* TASK BRIEF
Reproduce everything from the start of the items down to the line containing "M 96 299 L 48 261 L 31 309 Z", with "dust cloud" changed to "smoke plume" and nothing else altered.

* INPUT RECORDS
--- --- ---

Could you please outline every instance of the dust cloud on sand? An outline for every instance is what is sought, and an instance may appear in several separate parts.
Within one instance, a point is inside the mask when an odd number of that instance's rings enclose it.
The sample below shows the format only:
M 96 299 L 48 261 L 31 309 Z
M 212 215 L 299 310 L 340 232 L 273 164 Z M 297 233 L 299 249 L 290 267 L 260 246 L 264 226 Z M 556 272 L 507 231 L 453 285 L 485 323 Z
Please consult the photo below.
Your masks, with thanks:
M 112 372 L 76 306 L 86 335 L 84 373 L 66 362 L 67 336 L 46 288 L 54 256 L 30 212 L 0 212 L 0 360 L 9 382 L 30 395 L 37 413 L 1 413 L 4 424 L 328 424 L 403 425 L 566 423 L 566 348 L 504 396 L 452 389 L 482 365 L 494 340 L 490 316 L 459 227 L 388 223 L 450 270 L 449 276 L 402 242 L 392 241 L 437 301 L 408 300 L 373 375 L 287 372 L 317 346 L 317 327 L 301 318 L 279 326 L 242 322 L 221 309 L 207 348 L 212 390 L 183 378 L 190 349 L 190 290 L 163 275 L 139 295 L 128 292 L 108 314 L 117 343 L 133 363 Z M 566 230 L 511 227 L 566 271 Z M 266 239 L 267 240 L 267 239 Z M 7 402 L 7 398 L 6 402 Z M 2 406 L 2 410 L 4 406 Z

--- --- ---

* RESULT BELOW
Could you please outline every instance of the smoke plume on sand? An outline for every instance is what is sought, and an instance may appear in several separate parts.
Within one instance, a point is inside the mask when an odd number of that instance's rings enclose it.
The sample below shows the format only:
M 96 299 L 48 261 L 31 309 Z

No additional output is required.